## Quoted text
start
Re: Cassandra copy command

Posted by Jean Carlo <je...@gmail.com>.
Hello Rahul,

To ensure the consistency among the DCs, it is enough to run a repair
command.

You can do it using http://cassandra-reaper.io/
or runing the commande *nodetool repair* with the respectively options in
every node.

You do not need to count the rows in every DC to ensure cassandra is sync
amongs DC after you have run the repair. But if you still want to do it,
use Spark for it.

Jean Carlo

"The best way to predict the future is to invent it" Alan Kay


On Wed, Aug 21, 2019 at 1:51 PM Rahul Reddy <ra...@gmail.com>
wrote:

> Yep I did run rebuild   on each new node
>
> On Wed, Aug 21, 2019, 7:25 AM Stefan Miklosovic <
> stefan.miklosovic@instaclustr.com> wrote:
>
>> Hi Rahul,
>>
>> how did you add that dc3 to cluster? The rule of thumb here is to do
>> rebuild from each node, for example like here
>>
>> https://docs.datastax.com/en/archived/cassandra/3.0/cassandra/operations/opsAddDCToCluster.html
>>
>> On Wed, 21 Aug 2019 at 12:57, Rahul Reddy <ra...@gmail.com>
>> wrote:
>> >
>> > Hi sefan,
>> >
>> > I'm adding new DC3 to exiting cluster and see discripencies couple of
>> millions in Nodetool cfstats in new DC.
>> >
>> > My table size is 50gb
>> > I'm trying to run copy entire table.
>> >
>> > Copy table to 'full_tablr.csv' with delimiter ',';
>> >
>> > If I run above command from dc3. Does it get the data only from dc3?
>> >
>> >
>> >
>> > On Wed, Aug 21, 2019, 6:46 AM Stefan Miklosovic <
>> stefan.miklosovic@instaclustr.com> wrote:
>> >>
>> >> Hi Rahul,
>> >>
>> >> what is your motivation behind this? Why do you want to make sure the
>> >> count is same? What is the purpose of that? All you should care about
>> >> is that Cassandra will return you right results. It was designed from
>> >> the very bottom to do that for you, you should not be bothered too
>> >> much about such discrepancies, they will be always there in general.
>> >> But the important fact is that once queried, you can rest assured it
>> >> is returned (and consequentially repaired if data not match) as they
>> >> should.
>> >>
>> >> What copy command you are talking about precisely, why you cant use
>> just repair?
end
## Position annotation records
start
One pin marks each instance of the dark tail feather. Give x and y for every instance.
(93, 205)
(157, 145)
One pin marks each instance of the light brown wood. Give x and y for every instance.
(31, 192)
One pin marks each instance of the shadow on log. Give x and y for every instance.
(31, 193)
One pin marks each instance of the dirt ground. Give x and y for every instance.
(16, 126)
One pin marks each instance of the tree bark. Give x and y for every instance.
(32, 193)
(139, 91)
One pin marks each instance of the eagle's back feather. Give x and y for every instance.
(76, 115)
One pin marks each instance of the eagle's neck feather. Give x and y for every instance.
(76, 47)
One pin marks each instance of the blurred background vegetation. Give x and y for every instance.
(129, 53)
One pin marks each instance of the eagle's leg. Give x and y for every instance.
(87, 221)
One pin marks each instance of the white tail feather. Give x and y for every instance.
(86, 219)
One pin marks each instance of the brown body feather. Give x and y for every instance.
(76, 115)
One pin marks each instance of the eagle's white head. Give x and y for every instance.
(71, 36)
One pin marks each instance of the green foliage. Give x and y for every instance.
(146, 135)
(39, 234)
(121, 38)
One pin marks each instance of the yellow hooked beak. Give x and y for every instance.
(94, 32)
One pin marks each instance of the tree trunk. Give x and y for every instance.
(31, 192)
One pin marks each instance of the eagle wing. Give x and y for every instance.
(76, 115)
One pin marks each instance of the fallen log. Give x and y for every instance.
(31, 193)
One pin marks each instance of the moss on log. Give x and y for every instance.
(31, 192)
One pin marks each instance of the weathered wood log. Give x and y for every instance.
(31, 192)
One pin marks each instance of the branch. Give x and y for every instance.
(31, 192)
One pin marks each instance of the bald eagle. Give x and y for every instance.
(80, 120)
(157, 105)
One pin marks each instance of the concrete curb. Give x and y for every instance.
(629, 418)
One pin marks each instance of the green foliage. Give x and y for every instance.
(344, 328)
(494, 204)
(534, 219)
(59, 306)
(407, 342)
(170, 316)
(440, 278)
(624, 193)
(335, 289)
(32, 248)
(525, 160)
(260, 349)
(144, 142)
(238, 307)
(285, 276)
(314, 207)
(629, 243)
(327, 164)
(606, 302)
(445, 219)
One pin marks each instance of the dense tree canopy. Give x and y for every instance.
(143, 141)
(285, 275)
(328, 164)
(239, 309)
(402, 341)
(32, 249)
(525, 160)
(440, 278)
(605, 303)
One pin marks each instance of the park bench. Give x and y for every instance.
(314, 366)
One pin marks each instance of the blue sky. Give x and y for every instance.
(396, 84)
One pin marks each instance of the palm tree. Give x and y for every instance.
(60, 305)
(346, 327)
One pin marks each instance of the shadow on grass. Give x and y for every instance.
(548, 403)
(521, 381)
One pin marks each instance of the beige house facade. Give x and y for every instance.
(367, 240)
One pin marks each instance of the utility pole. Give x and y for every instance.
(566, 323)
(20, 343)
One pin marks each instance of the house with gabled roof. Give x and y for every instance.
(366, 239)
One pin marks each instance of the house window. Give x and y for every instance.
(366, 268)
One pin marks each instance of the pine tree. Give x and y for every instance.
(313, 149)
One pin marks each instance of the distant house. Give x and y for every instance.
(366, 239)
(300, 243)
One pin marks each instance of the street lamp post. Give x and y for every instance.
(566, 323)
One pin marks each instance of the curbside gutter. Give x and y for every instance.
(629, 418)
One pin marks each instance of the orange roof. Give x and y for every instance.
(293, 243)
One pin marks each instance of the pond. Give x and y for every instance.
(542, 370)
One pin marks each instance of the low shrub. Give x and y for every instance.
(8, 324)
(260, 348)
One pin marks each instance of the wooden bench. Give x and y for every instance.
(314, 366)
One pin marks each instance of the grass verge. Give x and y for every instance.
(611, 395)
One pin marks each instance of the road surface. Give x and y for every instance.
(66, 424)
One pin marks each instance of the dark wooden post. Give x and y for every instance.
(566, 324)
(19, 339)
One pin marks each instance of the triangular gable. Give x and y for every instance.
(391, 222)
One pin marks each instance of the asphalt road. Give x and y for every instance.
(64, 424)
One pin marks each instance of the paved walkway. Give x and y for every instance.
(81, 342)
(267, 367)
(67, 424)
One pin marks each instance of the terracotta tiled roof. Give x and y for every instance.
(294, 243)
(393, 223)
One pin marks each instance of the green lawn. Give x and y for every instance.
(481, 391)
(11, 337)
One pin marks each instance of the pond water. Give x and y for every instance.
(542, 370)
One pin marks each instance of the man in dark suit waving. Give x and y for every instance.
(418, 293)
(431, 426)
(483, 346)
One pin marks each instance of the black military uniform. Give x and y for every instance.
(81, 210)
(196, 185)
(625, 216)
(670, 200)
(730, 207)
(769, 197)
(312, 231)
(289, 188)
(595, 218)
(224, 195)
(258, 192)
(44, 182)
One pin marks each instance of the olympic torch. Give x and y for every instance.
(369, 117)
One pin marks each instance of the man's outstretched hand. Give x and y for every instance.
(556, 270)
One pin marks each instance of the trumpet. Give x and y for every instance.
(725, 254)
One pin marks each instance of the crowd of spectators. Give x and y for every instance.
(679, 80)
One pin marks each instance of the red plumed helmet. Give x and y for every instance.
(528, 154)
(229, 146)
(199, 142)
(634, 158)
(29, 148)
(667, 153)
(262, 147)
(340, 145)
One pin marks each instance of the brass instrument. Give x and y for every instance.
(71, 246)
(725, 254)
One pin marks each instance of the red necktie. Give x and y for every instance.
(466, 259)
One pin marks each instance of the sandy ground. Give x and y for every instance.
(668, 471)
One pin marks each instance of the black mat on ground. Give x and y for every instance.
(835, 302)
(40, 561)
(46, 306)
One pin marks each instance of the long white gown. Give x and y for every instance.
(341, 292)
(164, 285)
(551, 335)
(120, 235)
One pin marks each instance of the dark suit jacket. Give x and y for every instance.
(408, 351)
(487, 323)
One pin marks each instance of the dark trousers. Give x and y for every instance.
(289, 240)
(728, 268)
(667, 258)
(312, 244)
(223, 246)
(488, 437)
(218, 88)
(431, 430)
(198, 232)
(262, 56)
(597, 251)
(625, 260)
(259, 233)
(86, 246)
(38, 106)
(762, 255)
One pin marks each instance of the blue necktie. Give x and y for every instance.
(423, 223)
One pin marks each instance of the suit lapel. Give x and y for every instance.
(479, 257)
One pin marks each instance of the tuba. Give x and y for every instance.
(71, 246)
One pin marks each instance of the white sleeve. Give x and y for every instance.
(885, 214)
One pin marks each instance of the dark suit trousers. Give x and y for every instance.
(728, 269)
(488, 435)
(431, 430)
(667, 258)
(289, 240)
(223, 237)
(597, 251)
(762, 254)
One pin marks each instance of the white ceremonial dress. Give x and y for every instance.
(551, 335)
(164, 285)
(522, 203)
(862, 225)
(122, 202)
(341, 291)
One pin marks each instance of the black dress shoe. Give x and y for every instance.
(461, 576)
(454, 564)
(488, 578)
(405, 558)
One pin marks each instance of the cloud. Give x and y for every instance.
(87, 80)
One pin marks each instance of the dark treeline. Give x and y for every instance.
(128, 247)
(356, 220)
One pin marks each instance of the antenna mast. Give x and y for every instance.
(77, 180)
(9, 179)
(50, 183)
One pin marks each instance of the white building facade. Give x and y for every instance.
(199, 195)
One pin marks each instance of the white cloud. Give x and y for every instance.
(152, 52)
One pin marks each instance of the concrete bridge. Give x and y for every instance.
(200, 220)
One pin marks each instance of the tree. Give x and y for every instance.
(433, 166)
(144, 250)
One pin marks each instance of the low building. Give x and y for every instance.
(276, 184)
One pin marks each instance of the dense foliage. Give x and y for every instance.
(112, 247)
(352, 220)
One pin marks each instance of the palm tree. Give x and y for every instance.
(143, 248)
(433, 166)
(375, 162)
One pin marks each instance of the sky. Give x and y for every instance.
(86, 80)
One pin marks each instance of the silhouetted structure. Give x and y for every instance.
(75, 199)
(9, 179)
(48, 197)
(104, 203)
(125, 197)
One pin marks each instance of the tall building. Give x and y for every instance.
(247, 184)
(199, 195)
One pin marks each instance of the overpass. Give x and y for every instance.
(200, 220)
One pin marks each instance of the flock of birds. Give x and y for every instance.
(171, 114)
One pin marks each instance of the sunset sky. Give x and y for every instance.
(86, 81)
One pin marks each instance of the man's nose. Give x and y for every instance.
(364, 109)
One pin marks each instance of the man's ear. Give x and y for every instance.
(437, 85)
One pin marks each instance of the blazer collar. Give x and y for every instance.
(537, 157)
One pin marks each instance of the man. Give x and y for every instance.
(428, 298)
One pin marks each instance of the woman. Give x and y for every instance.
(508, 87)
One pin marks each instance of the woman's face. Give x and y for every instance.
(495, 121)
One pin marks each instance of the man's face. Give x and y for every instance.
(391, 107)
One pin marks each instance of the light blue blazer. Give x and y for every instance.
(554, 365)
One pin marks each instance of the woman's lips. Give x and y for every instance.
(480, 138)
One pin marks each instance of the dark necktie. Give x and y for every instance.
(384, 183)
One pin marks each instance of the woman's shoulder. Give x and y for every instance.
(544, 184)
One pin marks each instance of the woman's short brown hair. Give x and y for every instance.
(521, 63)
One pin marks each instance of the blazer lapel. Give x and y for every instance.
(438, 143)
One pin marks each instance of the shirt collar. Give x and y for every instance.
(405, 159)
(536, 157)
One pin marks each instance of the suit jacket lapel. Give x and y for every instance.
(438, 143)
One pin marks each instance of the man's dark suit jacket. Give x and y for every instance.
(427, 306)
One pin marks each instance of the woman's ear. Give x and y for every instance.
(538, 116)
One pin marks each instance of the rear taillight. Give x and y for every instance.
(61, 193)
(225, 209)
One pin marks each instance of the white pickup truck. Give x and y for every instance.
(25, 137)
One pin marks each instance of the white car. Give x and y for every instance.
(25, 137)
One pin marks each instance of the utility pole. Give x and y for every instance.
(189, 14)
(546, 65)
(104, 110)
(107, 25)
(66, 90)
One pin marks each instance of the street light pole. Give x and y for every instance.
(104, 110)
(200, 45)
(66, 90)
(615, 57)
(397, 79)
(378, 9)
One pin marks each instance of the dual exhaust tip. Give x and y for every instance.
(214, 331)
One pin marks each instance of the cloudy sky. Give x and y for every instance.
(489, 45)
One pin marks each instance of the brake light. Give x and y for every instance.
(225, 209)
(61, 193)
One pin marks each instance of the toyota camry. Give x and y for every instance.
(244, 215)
end
## What to produce
Please continue the Cassandra email thread past its last line.

## Response below
>> >>
>> >> On Wed, 21 Aug 2019 at 12:14, Rahul Reddy <ra...@gmail.com>
>> wrote:
>> >> >
>> >> > Hello,
>> >> >
>> >> > I have 3 datacenters . Want to make sure record count is same in all
>> dc's . If I run copy command node1 in dc1 does it get the data from only
>> dc1? Nodetool cfstats I'm seeing discrepancies in partitions count is it
>> because we didn't run cleanup after adding few nodes and remove them?. To
>> rule out any discripencies I want to run copy command from 3 DC's and
>> compare. Please let me know if copy command extracts data from the DC only
>> I ran it from?
>> >>
>> >> ---------------------------------------------------------------------
>> >> To unsubscribe, e-mail: user-unsubscribe@cassandra.apache.org
>> >> For additional commands, e-mail: user-help@cassandra.apache.org
>> >>
>>
>> ---------------------------------------------------------------------
>> To unsubscribe, e-mail: user-unsubscribe@cassandra.apache.org
>> For additional commands, e-mail: user-help@cassandra.apache.org
>>
>>

Re: Cassandra copy command

Posted by Rahul Reddy <ra...@gmail.com>.
Yep I did run rebuild   on each new node

On Wed, Aug 21, 2019, 7:25 AM Stefan Miklosovic <
stefan.miklosovic@instaclustr.com> wrote:

> Hi Rahul,
>
> how did you add that dc3 to cluster? The rule of thumb here is to do
> rebuild from each node, for example like here
>
> https://docs.datastax.com/en/archived/cassandra/3.0/cassandra/operations/opsAddDCToCluster.html
>
> On Wed, 21 Aug 2019 at 12:57, Rahul Reddy <ra...@gmail.com>
> wrote:
> >
> > Hi sefan,
> >
> > I'm adding new DC3 to exiting cluster and see discripencies couple of
> millions in Nodetool cfstats in new DC.
> >
> > My table size is 50gb
> > I'm trying to run copy entire table.
> >
> > Copy table to 'full_tablr.csv' with delimiter ',';
> >
> > If I run above command from dc3. Does it get the data only from dc3?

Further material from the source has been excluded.